Task to carry out: Quote the entries below from the line with "Where can you spot the peeling" through the line with "Where can you spot the green stripe", both ends included, and only those lines.
Records for the exercise below:
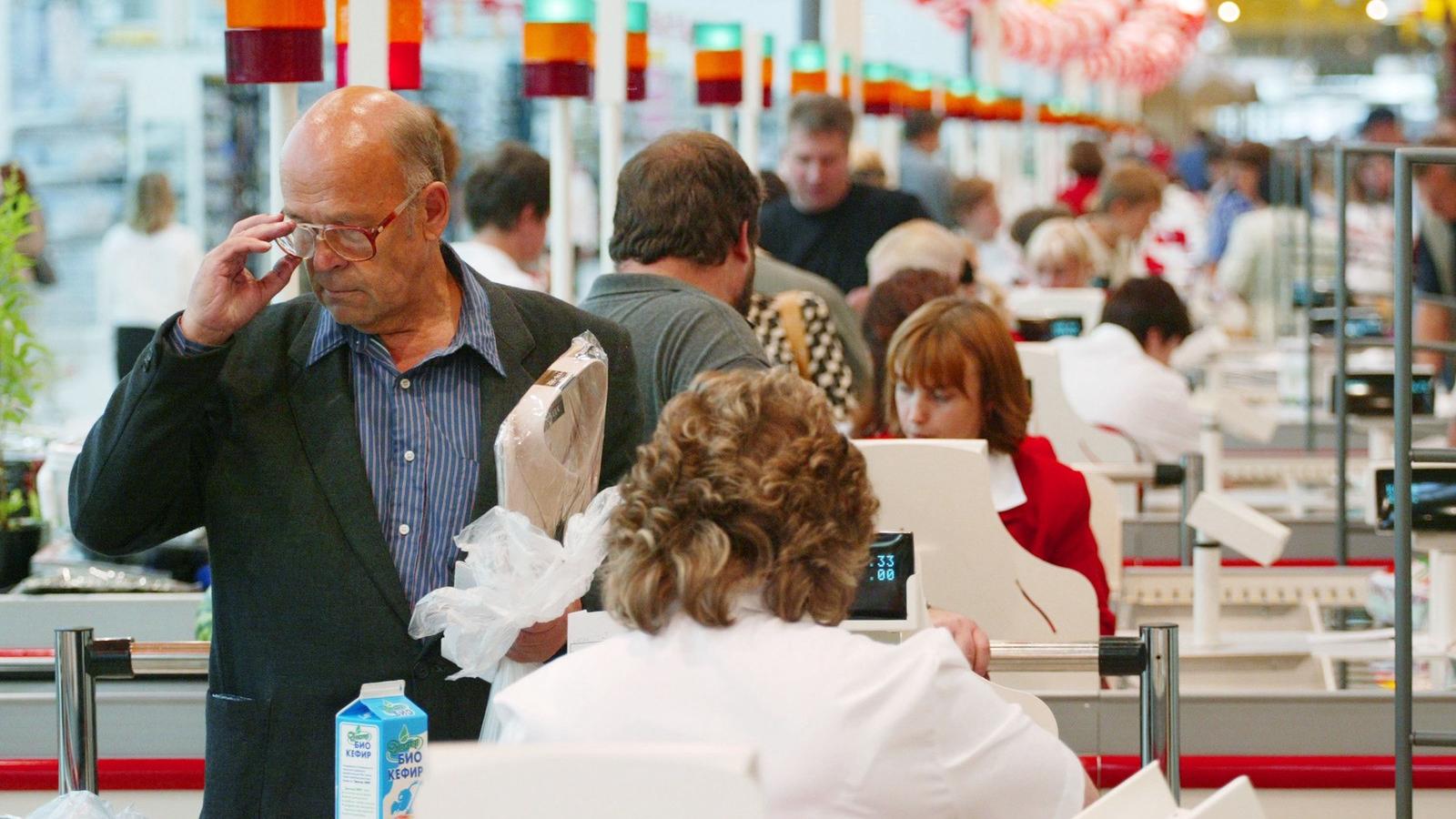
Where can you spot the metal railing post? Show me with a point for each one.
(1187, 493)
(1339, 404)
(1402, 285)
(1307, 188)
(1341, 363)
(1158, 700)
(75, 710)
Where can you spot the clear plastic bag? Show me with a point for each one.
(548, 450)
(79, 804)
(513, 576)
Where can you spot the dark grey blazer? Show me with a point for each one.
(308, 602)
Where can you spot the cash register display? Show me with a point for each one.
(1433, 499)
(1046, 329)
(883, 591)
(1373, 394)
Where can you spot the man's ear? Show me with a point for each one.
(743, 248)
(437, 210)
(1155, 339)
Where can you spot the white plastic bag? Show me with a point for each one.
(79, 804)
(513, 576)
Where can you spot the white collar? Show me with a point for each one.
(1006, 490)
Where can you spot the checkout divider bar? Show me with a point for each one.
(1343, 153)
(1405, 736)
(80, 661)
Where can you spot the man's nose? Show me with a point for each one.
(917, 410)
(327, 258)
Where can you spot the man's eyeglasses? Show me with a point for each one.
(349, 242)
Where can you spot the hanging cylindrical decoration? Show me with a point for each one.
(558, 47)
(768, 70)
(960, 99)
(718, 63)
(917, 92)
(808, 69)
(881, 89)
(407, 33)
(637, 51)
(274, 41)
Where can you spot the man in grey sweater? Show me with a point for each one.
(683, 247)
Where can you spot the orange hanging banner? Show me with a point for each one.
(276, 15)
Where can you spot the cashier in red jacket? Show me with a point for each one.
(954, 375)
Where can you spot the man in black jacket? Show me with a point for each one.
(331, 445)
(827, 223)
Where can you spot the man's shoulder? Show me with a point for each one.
End of Records for the exercise.
Records for the exercise below:
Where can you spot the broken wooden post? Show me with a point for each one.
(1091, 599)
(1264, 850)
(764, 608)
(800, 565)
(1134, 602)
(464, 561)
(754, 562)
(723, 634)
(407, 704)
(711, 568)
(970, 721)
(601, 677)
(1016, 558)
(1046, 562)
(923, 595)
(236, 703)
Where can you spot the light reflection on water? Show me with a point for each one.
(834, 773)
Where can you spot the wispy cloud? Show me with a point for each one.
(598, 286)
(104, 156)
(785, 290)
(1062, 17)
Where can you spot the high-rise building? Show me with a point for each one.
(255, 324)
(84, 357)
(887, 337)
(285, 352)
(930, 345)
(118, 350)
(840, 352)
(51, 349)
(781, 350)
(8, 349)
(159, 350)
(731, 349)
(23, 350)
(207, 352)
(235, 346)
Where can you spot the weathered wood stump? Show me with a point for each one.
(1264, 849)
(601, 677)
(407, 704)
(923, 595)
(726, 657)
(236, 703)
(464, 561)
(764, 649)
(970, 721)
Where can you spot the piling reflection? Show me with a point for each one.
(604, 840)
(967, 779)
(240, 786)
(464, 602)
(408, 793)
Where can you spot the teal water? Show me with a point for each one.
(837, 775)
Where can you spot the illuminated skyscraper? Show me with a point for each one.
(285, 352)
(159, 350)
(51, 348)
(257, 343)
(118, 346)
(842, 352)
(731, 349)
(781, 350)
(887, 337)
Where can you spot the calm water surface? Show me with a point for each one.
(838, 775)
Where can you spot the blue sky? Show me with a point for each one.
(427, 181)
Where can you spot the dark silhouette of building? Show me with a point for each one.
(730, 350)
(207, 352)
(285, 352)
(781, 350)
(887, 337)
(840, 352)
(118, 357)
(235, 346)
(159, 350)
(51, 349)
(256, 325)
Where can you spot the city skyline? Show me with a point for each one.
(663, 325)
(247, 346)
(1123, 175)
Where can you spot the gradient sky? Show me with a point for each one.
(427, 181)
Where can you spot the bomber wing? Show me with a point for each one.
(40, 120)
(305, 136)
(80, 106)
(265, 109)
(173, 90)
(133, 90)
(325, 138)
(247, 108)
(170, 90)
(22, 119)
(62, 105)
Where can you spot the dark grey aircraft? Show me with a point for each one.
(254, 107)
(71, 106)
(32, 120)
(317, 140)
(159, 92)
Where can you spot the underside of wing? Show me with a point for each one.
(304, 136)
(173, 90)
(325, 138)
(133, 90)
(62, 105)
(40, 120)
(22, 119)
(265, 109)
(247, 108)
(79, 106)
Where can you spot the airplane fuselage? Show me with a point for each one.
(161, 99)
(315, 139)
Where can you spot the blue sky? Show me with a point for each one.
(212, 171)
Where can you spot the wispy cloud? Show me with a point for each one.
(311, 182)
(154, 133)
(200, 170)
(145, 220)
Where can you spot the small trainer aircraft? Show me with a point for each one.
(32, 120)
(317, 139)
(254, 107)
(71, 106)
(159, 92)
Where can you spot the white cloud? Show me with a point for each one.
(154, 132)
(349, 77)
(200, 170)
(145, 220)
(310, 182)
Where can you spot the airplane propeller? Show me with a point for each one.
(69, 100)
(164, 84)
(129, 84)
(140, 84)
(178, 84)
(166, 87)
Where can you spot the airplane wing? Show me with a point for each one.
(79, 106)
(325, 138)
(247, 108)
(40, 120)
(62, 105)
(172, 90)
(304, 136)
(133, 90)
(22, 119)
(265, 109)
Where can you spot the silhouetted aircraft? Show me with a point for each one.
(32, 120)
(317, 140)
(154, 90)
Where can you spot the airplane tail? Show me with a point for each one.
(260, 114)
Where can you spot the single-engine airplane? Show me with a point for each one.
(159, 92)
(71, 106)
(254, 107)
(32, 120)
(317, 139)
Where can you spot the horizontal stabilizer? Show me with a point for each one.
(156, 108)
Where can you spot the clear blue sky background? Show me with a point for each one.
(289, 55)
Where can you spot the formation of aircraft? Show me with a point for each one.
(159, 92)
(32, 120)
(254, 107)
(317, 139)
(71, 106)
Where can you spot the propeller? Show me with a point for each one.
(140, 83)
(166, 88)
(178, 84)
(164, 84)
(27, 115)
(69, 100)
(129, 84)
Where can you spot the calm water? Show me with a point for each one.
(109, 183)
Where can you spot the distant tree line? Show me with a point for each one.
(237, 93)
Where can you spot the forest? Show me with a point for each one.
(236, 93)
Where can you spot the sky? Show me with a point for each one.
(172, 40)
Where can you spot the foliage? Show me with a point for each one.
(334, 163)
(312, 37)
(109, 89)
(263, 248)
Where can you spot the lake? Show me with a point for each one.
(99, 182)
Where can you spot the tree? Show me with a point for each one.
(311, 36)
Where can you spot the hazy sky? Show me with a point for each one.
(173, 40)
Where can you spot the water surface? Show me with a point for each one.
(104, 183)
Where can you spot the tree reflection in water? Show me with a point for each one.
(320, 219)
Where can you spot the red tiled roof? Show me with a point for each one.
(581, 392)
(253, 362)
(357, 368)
End of Records for the exercise.
Records for the exercise below:
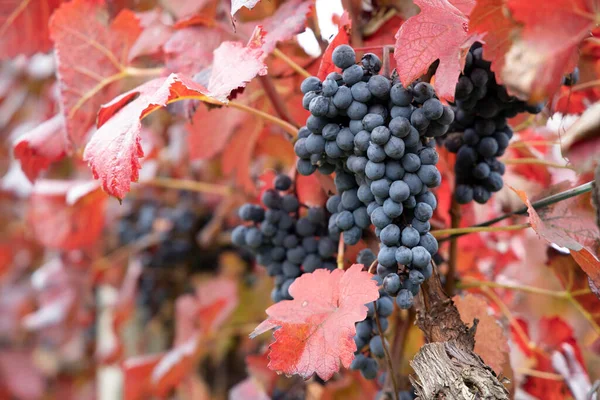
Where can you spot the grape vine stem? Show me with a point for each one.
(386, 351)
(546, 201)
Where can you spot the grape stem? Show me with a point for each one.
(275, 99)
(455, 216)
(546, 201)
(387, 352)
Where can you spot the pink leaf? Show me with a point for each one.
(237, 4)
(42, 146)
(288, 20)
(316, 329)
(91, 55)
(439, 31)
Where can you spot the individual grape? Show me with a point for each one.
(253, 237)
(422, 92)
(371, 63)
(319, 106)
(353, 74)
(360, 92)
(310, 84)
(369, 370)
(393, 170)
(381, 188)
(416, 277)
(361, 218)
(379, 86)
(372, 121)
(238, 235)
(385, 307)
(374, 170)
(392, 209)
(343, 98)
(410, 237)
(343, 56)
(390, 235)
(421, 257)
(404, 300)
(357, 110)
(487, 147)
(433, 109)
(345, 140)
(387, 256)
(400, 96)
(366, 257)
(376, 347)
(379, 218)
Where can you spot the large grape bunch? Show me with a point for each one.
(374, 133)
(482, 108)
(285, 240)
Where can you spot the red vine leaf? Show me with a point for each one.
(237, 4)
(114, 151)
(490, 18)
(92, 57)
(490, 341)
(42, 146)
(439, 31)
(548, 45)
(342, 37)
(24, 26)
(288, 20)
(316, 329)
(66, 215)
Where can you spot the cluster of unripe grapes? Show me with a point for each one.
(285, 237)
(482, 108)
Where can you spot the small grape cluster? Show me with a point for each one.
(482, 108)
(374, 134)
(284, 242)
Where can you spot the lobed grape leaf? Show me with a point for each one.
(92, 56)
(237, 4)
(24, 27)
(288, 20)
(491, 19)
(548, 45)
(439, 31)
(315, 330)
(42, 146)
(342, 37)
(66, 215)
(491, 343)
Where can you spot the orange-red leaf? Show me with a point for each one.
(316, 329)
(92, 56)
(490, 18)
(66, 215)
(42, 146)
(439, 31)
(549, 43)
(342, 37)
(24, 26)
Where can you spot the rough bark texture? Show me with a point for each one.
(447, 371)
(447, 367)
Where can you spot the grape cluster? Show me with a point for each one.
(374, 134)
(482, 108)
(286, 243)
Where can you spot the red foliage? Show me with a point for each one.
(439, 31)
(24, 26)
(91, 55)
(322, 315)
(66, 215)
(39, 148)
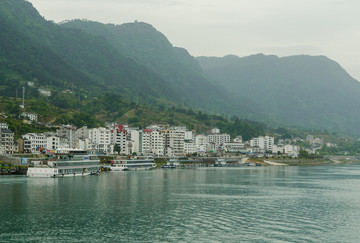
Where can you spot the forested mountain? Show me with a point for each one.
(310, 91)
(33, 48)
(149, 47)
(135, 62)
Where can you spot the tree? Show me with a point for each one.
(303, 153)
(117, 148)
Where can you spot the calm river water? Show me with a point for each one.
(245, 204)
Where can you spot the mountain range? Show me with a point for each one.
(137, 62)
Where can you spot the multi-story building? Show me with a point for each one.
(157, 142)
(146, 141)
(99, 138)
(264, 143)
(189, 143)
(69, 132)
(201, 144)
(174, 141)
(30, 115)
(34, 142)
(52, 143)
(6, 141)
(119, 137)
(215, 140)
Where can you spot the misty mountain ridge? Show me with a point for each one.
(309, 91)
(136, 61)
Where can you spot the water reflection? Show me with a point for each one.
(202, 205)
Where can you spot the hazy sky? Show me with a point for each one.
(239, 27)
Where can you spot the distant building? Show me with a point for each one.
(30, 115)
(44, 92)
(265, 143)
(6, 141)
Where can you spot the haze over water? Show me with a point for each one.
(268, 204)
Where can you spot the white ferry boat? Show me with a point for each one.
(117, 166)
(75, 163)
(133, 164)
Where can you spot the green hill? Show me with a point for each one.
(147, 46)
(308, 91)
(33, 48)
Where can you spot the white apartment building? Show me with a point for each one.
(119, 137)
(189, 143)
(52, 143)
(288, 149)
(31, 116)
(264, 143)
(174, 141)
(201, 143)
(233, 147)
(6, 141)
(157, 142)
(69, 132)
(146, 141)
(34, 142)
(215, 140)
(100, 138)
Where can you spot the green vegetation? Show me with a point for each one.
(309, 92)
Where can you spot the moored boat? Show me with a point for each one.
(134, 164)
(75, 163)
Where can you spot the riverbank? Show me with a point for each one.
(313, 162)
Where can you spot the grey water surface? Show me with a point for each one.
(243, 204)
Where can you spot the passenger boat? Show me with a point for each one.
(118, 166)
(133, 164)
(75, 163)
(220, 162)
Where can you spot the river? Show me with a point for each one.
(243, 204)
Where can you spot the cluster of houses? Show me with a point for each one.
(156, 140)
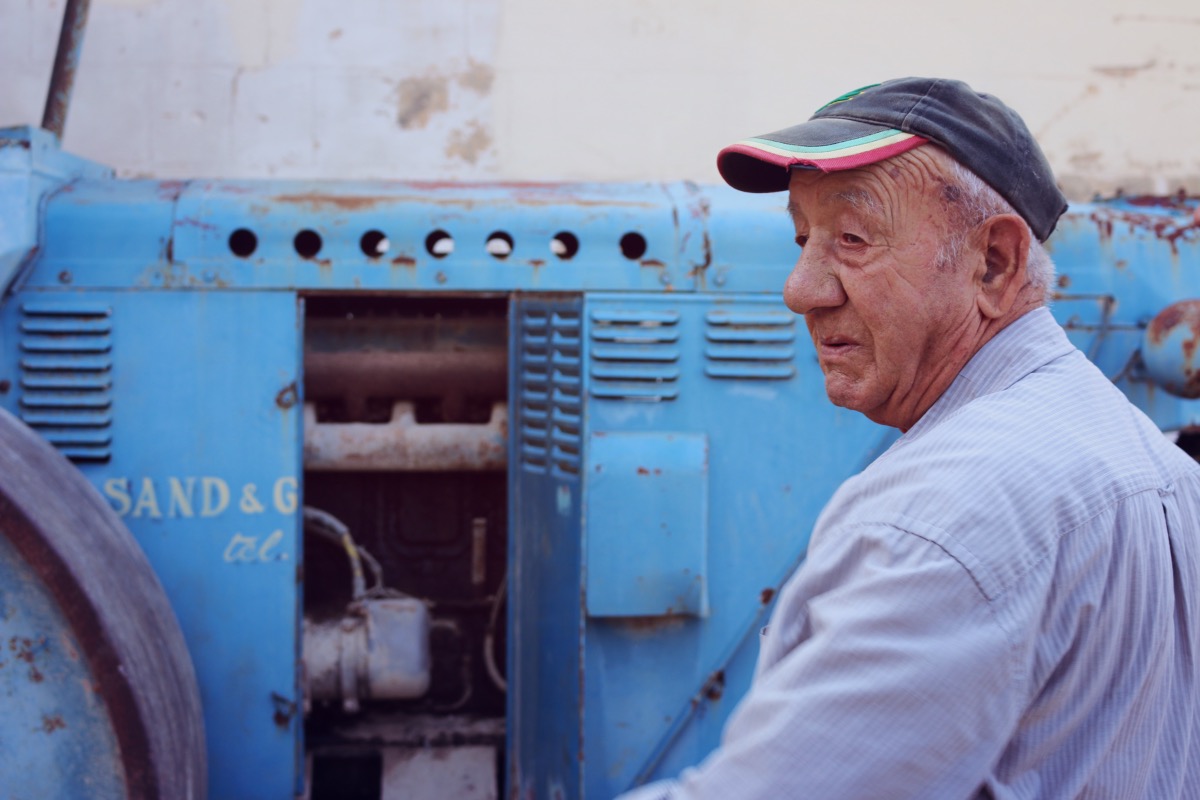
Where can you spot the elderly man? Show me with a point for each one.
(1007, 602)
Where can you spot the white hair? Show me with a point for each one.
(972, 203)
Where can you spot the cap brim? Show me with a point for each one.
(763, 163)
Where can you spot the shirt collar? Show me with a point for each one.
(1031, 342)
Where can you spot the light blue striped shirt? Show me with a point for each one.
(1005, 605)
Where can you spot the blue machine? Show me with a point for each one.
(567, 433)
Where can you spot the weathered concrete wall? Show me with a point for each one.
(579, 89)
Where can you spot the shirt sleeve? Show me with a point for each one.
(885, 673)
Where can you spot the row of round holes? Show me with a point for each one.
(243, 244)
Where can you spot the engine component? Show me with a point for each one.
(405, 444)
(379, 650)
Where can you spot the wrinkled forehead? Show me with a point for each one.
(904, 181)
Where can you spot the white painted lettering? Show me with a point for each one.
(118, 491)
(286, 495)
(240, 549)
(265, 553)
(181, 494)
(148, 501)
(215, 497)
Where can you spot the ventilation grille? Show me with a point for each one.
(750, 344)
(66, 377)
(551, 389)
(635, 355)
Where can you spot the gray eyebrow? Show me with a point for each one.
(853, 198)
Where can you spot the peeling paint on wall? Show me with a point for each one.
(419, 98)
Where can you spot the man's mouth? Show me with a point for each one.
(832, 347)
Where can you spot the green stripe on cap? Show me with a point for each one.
End of Records for the exercise.
Solution:
Where can you spot the peeling paint on wall? Show me with a point for each one.
(419, 98)
Where can you spot the man's mouth? Show me with a point for each one.
(832, 347)
Where can you spot the green stripe on cap? Show me with a point for each one.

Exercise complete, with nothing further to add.